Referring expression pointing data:
-=-=-

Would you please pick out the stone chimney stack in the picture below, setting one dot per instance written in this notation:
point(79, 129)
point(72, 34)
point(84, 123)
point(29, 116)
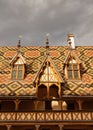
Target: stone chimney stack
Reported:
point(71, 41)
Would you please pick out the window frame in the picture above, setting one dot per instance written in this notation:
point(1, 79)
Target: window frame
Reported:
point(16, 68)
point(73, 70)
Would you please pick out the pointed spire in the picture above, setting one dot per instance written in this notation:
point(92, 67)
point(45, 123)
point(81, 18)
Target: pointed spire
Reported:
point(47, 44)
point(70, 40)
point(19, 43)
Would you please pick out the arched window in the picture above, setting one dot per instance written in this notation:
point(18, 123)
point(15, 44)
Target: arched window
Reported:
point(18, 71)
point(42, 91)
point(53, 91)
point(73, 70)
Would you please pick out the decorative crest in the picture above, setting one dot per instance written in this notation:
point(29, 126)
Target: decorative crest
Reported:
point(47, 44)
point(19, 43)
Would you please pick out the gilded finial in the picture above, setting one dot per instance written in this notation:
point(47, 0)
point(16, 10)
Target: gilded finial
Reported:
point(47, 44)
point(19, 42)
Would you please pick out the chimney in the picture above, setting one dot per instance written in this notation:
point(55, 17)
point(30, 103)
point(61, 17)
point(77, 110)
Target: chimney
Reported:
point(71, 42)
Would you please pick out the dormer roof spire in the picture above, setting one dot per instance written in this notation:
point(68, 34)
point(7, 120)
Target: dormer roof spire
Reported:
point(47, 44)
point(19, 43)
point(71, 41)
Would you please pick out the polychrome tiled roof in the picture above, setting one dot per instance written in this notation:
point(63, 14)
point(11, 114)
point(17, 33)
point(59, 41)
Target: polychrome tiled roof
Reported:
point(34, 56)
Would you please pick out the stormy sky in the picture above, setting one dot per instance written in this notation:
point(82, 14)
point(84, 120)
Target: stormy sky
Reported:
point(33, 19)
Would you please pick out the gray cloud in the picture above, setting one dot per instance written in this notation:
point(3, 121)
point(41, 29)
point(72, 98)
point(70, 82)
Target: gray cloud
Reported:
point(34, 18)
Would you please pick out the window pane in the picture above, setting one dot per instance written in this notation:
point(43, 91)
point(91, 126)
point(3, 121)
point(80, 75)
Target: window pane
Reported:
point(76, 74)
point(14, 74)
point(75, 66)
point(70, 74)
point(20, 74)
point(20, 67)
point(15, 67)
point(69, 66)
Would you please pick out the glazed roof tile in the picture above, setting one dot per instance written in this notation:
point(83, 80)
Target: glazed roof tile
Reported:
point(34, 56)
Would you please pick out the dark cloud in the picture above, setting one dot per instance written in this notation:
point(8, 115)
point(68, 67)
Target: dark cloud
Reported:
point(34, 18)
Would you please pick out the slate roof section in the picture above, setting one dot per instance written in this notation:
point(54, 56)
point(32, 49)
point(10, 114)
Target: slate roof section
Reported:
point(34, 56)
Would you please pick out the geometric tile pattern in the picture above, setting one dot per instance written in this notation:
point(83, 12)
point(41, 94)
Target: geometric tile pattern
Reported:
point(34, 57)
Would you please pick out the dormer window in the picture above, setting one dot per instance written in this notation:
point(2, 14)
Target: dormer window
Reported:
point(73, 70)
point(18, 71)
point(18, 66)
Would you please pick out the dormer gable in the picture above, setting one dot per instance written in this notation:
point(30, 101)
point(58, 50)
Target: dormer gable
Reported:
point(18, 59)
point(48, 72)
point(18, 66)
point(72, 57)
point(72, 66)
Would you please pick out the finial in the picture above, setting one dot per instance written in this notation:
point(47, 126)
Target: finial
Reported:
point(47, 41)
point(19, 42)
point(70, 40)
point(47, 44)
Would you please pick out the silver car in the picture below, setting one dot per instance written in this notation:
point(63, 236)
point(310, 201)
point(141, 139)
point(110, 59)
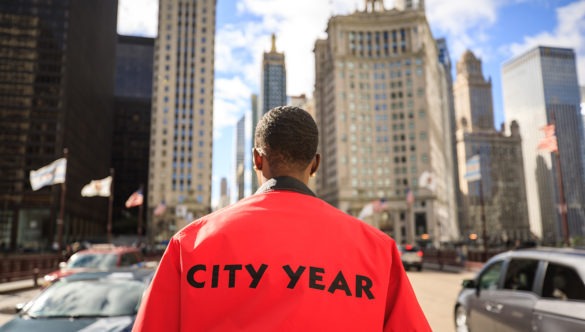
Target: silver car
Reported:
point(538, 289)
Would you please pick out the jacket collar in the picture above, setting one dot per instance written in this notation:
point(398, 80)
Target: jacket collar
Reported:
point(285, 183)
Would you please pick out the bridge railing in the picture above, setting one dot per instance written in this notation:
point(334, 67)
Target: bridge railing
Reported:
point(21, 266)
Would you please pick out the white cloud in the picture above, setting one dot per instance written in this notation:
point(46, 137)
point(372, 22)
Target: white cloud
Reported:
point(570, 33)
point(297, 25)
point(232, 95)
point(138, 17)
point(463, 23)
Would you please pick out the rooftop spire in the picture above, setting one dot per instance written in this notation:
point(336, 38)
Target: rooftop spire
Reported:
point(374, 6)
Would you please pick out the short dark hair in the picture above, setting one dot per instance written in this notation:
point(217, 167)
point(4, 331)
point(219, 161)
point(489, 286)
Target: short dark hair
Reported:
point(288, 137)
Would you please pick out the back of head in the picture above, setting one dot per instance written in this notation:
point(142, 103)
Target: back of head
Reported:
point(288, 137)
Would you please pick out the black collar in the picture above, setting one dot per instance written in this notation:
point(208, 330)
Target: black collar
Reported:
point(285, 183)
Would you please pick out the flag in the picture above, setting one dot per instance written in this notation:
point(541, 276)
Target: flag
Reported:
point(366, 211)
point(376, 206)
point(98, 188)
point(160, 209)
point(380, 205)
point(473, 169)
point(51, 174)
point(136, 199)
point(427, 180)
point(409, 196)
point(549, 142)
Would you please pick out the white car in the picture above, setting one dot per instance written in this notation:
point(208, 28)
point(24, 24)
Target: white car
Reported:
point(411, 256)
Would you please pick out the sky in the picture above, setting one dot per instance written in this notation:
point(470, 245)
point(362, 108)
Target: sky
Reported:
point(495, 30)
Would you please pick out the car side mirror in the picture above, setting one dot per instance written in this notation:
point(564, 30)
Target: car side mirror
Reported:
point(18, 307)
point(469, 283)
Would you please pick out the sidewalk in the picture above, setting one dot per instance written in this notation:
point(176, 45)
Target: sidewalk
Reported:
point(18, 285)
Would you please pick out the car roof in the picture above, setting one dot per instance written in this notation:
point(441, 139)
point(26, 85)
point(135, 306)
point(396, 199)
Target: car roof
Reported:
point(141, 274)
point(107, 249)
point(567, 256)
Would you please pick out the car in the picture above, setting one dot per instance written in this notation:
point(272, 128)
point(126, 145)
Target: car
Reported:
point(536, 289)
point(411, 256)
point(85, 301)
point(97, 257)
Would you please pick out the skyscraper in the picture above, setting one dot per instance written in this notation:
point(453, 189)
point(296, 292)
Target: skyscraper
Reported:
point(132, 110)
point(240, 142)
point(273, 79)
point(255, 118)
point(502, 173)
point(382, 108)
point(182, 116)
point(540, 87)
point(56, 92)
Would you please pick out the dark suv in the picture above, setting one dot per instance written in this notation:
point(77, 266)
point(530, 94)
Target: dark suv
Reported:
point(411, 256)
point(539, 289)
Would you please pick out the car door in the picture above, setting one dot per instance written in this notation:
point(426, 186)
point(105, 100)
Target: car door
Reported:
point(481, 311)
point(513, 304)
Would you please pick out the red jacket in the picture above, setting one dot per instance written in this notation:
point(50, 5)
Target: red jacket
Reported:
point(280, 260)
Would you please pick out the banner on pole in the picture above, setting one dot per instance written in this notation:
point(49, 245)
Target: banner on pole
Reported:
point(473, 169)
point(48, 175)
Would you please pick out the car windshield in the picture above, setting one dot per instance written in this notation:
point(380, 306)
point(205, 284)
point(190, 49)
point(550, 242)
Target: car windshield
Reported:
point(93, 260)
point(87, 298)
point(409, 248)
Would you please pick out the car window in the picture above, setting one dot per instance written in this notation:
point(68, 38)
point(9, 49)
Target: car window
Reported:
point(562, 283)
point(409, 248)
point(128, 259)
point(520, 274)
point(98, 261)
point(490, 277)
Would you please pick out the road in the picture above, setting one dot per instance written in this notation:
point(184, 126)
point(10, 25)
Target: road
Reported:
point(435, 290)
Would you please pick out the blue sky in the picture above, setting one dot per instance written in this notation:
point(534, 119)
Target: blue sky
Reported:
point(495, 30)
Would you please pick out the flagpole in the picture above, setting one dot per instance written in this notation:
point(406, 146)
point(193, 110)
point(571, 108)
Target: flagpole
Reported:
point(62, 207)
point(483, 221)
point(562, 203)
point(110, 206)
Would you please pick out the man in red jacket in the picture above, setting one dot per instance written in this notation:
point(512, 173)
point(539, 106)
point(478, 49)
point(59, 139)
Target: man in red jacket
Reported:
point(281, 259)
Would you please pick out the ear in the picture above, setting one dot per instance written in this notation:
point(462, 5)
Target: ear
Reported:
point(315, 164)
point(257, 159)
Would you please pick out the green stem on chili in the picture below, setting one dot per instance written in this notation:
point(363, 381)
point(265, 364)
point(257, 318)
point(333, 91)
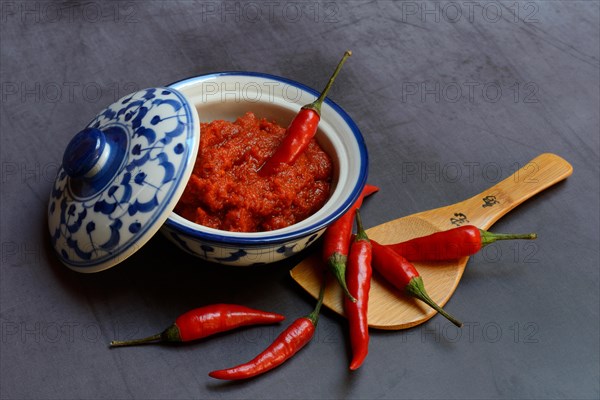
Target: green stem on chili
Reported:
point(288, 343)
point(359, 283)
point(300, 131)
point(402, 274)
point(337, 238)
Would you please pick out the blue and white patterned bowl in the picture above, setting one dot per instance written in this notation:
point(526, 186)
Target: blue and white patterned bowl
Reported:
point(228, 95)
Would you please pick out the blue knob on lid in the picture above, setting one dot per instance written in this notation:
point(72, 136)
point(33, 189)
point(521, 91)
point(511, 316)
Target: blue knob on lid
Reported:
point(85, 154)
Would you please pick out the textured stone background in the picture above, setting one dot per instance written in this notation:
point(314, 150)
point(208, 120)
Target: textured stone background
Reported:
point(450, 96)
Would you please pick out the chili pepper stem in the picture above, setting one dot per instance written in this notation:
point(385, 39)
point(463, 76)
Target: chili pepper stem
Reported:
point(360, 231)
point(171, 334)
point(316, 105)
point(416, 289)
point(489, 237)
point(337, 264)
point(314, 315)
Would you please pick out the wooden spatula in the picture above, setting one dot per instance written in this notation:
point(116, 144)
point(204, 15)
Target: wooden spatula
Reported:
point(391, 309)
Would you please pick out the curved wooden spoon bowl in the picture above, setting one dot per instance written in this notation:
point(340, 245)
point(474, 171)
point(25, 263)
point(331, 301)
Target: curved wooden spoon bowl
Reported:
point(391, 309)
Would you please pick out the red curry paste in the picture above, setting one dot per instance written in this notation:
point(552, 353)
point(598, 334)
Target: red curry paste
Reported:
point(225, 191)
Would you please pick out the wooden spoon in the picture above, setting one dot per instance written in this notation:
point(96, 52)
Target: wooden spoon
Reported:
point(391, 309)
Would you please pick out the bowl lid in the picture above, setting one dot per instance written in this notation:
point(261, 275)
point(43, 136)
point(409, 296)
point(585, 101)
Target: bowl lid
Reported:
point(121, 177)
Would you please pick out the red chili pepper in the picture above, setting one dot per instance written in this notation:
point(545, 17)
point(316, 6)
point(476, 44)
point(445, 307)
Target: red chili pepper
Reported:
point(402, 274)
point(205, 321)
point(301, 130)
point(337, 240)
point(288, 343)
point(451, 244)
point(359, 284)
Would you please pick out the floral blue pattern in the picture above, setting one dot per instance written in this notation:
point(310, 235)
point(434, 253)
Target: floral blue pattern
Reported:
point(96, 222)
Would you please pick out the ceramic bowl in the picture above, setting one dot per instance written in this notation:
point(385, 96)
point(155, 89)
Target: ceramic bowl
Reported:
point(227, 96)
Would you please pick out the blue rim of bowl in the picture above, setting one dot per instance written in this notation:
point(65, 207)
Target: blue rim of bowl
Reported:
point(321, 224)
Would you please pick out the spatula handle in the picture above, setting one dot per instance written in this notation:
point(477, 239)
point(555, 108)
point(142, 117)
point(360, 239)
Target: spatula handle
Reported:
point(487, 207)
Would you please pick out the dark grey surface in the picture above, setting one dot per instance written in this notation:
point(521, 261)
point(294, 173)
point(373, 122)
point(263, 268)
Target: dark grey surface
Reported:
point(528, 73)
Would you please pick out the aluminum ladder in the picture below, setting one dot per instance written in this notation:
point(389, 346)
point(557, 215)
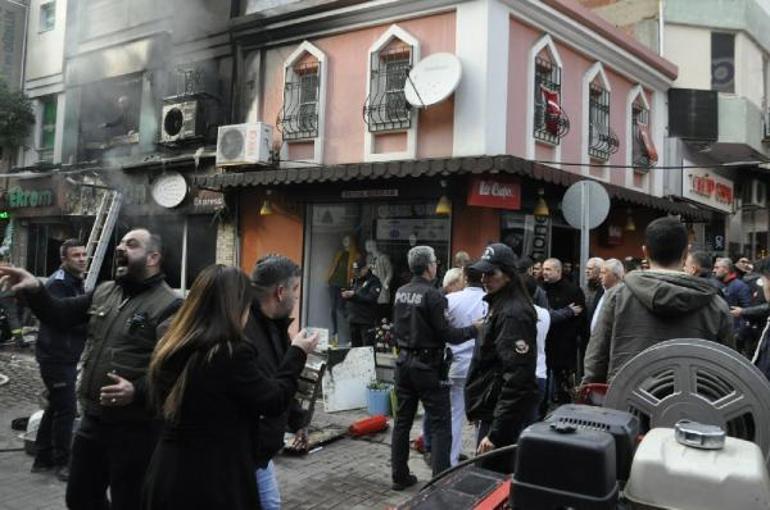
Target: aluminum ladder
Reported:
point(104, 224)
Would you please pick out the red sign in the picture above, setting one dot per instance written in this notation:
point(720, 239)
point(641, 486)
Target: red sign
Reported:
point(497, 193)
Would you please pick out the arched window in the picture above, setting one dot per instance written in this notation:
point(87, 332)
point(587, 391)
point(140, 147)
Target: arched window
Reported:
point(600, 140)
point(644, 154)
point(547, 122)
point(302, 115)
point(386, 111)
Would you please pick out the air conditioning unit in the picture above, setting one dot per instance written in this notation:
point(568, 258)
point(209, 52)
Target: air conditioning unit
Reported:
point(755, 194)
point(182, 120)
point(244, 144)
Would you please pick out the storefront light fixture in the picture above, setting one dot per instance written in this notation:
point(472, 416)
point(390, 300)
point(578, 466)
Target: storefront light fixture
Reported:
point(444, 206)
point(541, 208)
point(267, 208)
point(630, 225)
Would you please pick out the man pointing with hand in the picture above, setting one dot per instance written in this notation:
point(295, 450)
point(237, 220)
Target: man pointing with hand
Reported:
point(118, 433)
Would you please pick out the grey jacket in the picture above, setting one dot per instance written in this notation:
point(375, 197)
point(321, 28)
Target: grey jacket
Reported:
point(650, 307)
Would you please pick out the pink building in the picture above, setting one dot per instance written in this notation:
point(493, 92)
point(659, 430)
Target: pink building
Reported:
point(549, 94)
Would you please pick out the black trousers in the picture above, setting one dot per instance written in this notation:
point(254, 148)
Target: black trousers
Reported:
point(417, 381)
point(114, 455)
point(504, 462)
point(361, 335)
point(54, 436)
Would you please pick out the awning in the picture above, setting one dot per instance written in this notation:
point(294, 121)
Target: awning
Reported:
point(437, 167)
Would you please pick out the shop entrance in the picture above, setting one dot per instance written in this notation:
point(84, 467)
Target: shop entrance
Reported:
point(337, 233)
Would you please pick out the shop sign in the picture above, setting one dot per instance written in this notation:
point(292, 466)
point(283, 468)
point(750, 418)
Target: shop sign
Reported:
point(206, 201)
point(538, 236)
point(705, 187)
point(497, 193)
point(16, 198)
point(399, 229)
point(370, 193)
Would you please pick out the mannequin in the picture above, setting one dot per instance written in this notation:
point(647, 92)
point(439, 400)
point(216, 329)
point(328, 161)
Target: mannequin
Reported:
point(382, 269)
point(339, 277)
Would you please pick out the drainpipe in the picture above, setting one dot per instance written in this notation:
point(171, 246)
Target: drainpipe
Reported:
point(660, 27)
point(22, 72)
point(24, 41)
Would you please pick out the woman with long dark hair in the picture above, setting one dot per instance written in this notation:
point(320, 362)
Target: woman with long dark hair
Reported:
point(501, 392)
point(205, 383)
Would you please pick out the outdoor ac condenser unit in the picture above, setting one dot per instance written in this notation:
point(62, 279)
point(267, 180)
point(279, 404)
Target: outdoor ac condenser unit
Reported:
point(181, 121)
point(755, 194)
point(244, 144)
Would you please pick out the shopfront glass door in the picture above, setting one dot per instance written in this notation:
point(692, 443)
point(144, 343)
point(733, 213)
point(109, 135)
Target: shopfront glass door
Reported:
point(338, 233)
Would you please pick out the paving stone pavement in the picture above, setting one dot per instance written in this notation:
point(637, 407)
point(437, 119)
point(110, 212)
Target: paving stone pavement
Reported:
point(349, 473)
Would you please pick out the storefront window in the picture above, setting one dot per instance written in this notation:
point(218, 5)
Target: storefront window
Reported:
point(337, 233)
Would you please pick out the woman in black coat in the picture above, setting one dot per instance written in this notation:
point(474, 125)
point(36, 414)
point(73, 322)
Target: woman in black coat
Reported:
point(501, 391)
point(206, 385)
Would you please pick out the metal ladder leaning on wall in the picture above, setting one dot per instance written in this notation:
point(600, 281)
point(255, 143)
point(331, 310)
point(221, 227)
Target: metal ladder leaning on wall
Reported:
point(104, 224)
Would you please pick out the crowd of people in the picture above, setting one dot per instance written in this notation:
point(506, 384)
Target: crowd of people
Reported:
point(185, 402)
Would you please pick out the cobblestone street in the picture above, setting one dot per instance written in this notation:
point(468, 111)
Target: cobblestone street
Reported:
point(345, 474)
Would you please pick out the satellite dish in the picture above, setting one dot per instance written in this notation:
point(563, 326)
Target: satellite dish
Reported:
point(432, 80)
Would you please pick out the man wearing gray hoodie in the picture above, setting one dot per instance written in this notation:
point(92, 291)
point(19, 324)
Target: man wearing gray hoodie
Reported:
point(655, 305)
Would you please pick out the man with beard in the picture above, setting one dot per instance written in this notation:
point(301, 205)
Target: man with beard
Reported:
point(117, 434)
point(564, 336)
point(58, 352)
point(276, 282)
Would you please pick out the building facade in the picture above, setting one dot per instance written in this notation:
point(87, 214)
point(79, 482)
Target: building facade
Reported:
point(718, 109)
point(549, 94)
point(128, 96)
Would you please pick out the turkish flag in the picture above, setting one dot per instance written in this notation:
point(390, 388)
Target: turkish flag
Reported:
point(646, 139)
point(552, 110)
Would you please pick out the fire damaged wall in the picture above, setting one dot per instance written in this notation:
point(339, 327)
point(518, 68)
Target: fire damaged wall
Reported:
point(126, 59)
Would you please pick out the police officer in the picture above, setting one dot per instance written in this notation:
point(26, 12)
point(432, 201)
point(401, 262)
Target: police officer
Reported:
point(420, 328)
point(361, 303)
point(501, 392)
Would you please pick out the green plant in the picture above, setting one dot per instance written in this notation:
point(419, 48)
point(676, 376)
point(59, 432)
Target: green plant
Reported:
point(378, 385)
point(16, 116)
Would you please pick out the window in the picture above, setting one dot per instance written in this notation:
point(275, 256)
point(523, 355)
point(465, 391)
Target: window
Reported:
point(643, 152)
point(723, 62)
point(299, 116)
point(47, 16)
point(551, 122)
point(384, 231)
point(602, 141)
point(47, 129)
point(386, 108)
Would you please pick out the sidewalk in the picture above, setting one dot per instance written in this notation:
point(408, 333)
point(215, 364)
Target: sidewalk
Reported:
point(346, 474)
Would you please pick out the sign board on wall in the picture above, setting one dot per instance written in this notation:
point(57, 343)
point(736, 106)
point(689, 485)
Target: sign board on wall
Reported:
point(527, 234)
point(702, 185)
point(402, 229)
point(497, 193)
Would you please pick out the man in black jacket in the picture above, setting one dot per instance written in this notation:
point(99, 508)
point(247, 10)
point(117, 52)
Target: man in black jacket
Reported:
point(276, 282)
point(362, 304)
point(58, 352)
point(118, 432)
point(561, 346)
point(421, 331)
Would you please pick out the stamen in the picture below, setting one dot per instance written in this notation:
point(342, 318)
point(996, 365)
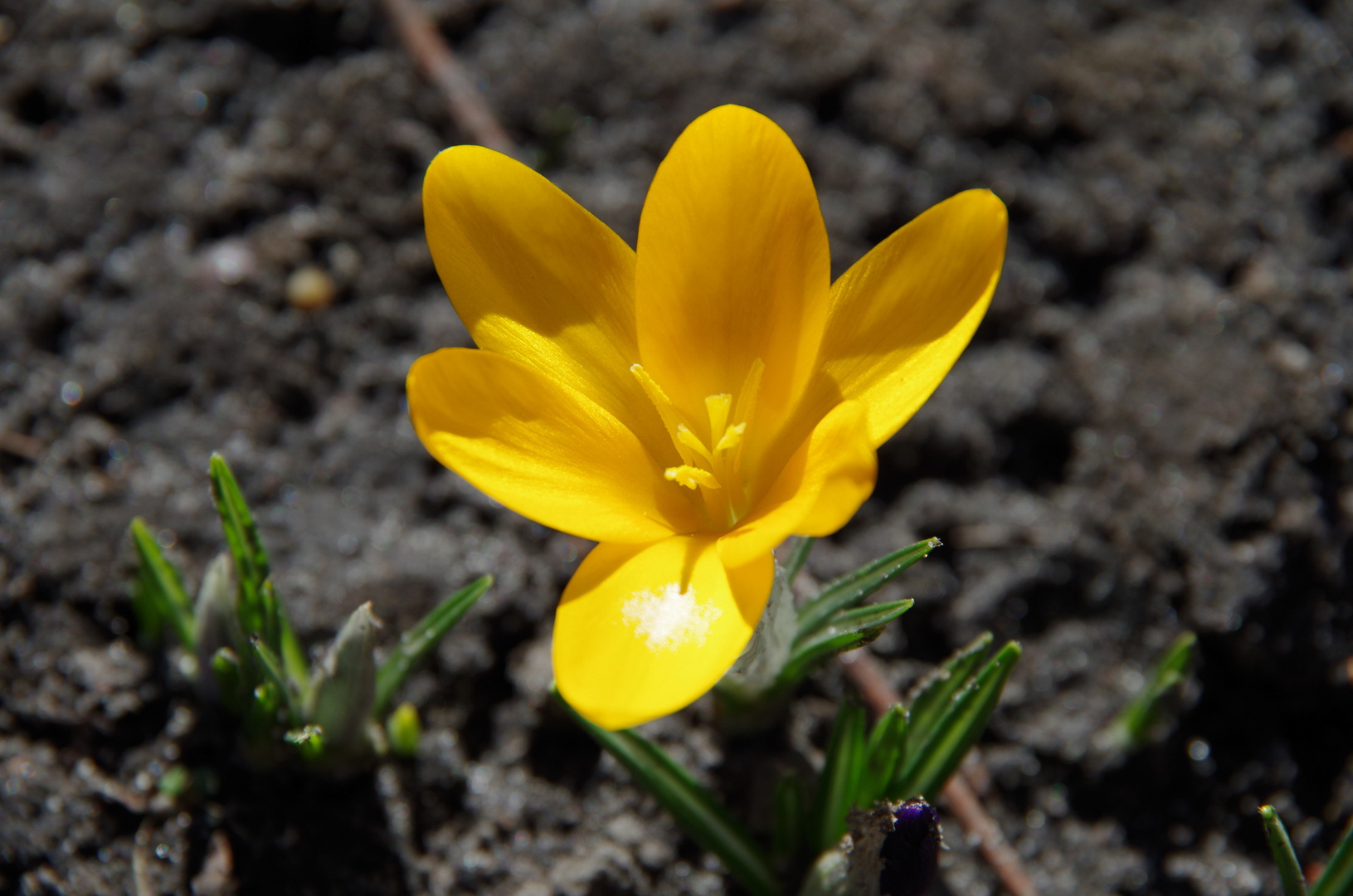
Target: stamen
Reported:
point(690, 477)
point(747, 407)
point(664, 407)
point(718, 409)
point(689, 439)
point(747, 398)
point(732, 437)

-=-=-

THE TASK: Produce the lines from the first line of the entries through the line that contains "point(1, 79)", exactly, leaving the pictures behind.

RESPONSE TO THIS EXERCISE:
Would you please pick out the stone chimney stack in the picture below, setting one dot per instance written in this notation:
point(79, 129)
point(72, 34)
point(84, 123)
point(29, 116)
Target: stone chimney stack
Reported:
point(71, 41)
Would you please pick out the window frame in the picture above, setting one dot per instance written in this notation:
point(1, 79)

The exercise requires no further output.